WHAT YOU WILL DO:
(a) Decide whether each statement agrees with the passage on Christiaan Snouck Hurgronje below, answering yes or no and quoting the words of the passage that settle it: (i) He received his doctorate at Leiden in 1880. (ii) He began studying theology at Leiden University in 1881. (iii) A delegation of scholars from Mecca examined him in 1885.
(b) Carry on the passage on Christiaan Snouck Hurgronje below, starting after its last sentence.

Christiaan Snouck Hurgronje (8 February 1857 – 26 June 1936) was a Dutch scholar of Oriental cultures and languages and advisor on native affairs to the colonial government of the Dutch East Indies (now Indonesia).

Born in Oosterhout in 1857, he became a theology student at Leiden University in 1874. He received his doctorate at Leiden in 1880 with his dissertation 'Het Mekkaansche Feest' ("The Festivities of Mecca"). He became a professor at the Leiden School for Colonial Civil Servants in 1881.

Snouck, who was fluent in Arabic, through mediation with the Ottoman governor in Jeddah, was examined by a delegation of scholars from Mecca in 1884 and, upon successfully completion of the examination, was allowed to commence a pilgrimage to the Holy Muslim city of Mecca in 1885. He was one of the first Western scholars of Oriental cultures to do so.

STORED RECORDS:
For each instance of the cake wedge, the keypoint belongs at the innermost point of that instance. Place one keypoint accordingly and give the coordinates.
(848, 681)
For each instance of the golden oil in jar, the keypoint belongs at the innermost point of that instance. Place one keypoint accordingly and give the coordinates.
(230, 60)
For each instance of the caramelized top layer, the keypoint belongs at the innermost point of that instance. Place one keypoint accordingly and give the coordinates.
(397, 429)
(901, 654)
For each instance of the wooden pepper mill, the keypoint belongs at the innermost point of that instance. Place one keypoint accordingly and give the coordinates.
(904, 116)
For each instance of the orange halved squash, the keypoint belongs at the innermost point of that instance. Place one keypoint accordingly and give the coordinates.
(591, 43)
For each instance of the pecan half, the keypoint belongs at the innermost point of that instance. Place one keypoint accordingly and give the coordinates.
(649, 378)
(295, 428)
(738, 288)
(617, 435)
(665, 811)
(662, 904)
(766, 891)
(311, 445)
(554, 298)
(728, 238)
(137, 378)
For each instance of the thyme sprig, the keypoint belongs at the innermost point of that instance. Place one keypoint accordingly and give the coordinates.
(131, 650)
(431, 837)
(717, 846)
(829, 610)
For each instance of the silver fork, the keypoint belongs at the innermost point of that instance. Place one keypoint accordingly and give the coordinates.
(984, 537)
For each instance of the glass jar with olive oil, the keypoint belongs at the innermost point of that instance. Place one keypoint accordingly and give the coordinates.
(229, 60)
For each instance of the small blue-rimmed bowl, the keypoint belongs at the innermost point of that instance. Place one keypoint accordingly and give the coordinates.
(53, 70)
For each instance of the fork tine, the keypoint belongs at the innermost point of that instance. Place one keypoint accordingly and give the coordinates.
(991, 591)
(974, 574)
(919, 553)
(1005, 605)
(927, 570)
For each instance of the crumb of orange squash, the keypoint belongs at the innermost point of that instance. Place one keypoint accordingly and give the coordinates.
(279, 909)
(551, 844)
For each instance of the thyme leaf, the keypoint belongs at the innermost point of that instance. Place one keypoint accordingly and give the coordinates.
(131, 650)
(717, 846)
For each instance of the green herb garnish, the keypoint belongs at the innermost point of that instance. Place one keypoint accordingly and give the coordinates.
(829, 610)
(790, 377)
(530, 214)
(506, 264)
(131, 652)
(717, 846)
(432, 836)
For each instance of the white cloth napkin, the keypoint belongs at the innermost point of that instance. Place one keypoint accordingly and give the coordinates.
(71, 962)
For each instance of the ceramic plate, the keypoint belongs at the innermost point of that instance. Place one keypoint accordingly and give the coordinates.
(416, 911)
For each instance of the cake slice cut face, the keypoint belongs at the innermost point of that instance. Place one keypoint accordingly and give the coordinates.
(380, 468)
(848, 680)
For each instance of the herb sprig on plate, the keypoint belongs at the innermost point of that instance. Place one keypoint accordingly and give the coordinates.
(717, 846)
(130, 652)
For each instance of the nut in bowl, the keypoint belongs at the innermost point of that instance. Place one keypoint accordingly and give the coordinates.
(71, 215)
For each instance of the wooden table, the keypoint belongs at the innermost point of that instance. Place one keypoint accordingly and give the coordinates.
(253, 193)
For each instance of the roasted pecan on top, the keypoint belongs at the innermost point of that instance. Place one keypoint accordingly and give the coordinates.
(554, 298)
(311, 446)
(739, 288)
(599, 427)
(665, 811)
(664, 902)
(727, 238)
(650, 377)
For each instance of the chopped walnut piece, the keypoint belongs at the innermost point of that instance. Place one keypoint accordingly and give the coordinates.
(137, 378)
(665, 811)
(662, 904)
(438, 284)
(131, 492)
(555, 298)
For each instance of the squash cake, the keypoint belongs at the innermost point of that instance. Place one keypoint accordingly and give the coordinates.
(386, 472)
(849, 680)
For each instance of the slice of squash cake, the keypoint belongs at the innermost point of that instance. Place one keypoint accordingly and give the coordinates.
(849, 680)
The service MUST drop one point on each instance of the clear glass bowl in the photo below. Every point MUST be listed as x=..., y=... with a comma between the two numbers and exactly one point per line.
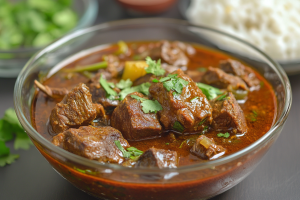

ANSWERS PER TASK:
(a)
(i) Yes: "He received his doctorate at Leiden in 1880"
(ii) No: "he became a theology student at Leiden University in 1874"
(iii) No: "was examined by a delegation of scholars from Mecca in 1884"

(b)
A pioneering traveler, he was a rare Western presence in Mecca, but embraced the culture and religion of his hosts with passion in such that he successfully gave people the impression that he had converted to Islam. He admitted that he pretended to be a Muslim as he explained in a letter sent to his college friend, Carl Bezold on 18 February 1886 which is now archived in Heidelberg University Library. In 1888 he became member of the Royal Netherlands Academy of Arts and Sciences.

In 1889 he became professor of Malay at Leiden University and official advisor to the Dutch government on colonial affairs. He wrote more than 1,400 papers on the situation in Atjeh and the position of Islam in the Dutch East Indies, as well as on the colonial civil service and nationalism.

As the adviser of J. B. van Heutsz, he took an active role in the final part (1898–1905) of the Aceh War (1873–1914). He used his knowledge of Islamic culture to devise strategies which significantly helped crush the resistance of the Aceh inhabitants and impose Dutch colonial rule on them, ending a 40-year war with varying casualty estimates of between 50,000 and 100,000 inhabitants dead and about a million wounded.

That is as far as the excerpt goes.